DATA PROVIDED below:
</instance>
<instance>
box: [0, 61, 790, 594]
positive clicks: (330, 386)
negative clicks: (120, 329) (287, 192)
End of DATA PROVIDED.
DATA PROVIDED below:
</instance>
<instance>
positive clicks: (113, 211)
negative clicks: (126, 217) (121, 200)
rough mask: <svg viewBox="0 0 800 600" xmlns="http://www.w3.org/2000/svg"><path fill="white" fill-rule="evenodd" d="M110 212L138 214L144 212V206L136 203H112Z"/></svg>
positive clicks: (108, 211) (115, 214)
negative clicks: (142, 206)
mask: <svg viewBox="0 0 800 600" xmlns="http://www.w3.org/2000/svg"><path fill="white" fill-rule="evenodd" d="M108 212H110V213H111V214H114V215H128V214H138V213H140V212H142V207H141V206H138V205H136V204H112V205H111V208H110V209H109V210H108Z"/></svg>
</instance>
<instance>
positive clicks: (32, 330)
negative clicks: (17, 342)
End of DATA PROVIDED.
◆ REQUIRED ACTION: Rewrite the material, starting at the line that has "negative clicks: (142, 206)" and stopping after the line that has "negative clicks: (17, 342)", with "positive clicks" replaced by "included points" and everything else unchanged.

◆ WRITTEN RESPONSE:
negative clicks: (142, 206)
mask: <svg viewBox="0 0 800 600" xmlns="http://www.w3.org/2000/svg"><path fill="white" fill-rule="evenodd" d="M108 212H110V213H111V214H114V215H128V214H138V213H140V212H142V207H141V206H138V205H136V204H112V205H111V208H110V209H109V210H108Z"/></svg>
</instance>
<instance>
included points: (32, 330)
negative clicks: (17, 342)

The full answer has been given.